WRITTEN TASKS:
A. Rewrite the damper text from "A bearing assembly comprises" to "the second housing surface.", replacing "oil passage" with "fluid passage".
B. Reproduce every line of the records below, including their requests, but multiply each coordinate in the answers by 1.55 and round the result to the nearest whole number, with halves rounded up. Leave the pictures out of the answer.

---------- PROVIDED PASSAGE ----------

Axially spaced restricted damper

Abstract

A bearing assembly comprises a housing that includes a first housing surface and a second housing surface. The first and second housing surfaces are substantially axially parallel with respect to a rotor centerline. The bearing assembly also comprises a damped outer race that includes a first outer race surface radially adjacent to and opposing the first housing surface which is located radially interior to the first outer race surface. A second outer race surface is radially adjacent to and opposing the second housing surface which is located radially exterior to the second outer race surface. The housing comprises an oil passage that is configured to provide oil from an outlet to a first space between the first outer race surface and the first housing surface, and configured to provide oil to a second space radially between the second outer race surface and the second housing surface.

Claims

1. A bearing assembly, comprising: a bearing housing comprising a first bearing housing surface and a second bearing housing surface where the first and second bearing housing surfaces are substantially axially parallel with respect to a rotor centerline; a damped outer race, comprising a first outer race surface radially adjacent to and opposing the first bearing housing surface which is located radially interior to the first outer race surface; a first piston ring groove in the first outer race surface, where the first piston ring groove comprises a first piston ring that seals between the first bearing housing surface and the first outer race surface; a second outer race surface radially adjacent to and opposing the second bearing housing surface which is located radially exterior to the second outer race surface; and a second piston ring groove in the second outer race surface, where the second piston ring groove comprises a second piston ring that seals between the second bearing housing surface and the second outer race surface; where the bearing housing comprises an oil passage that is configured to provide oil from an outlet to a first space of axial length L.sub.1 radially between the first outer race surface and the first bearing housing surface, and configured to provide oil to a second space of axially length L.sub.2 radially between the second outer race surface and the second bearing housing surface.

---------- ENTRIES PROVIDED ----------

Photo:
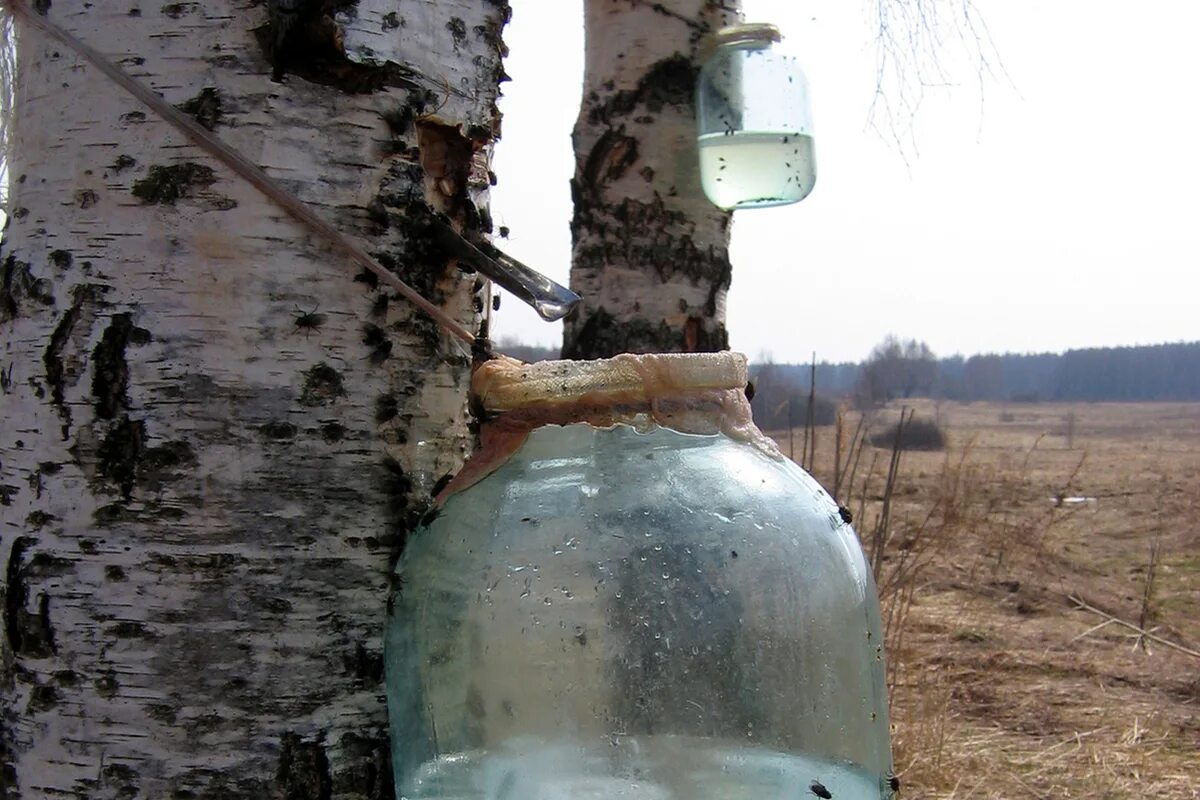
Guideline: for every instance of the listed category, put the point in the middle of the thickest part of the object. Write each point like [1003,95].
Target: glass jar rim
[748,34]
[507,385]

----------

PROBLEM SOLUTIONS:
A.
A bearing assembly comprises a housing that includes a first housing surface and a second housing surface. The first and second housing surfaces are substantially axially parallel with respect to a rotor centerline. The bearing assembly also comprises a damped outer race that includes a first outer race surface radially adjacent to and opposing the first housing surface which is located radially interior to the first outer race surface. A second outer race surface is radially adjacent to and opposing the second housing surface which is located radially exterior to the second outer race surface. The housing comprises an fluid passage that is configured to provide oil from an outlet to a first space between the first outer race surface and the first housing surface, and configured to provide oil to a second space radially between the second outer race surface and the second housing surface.

B.
Photo:
Guideline: for every instance of the listed category, put the point in the middle of the thickest part of the object. Write each point like [1003,95].
Target: glass jar rim
[1159,53]
[786,597]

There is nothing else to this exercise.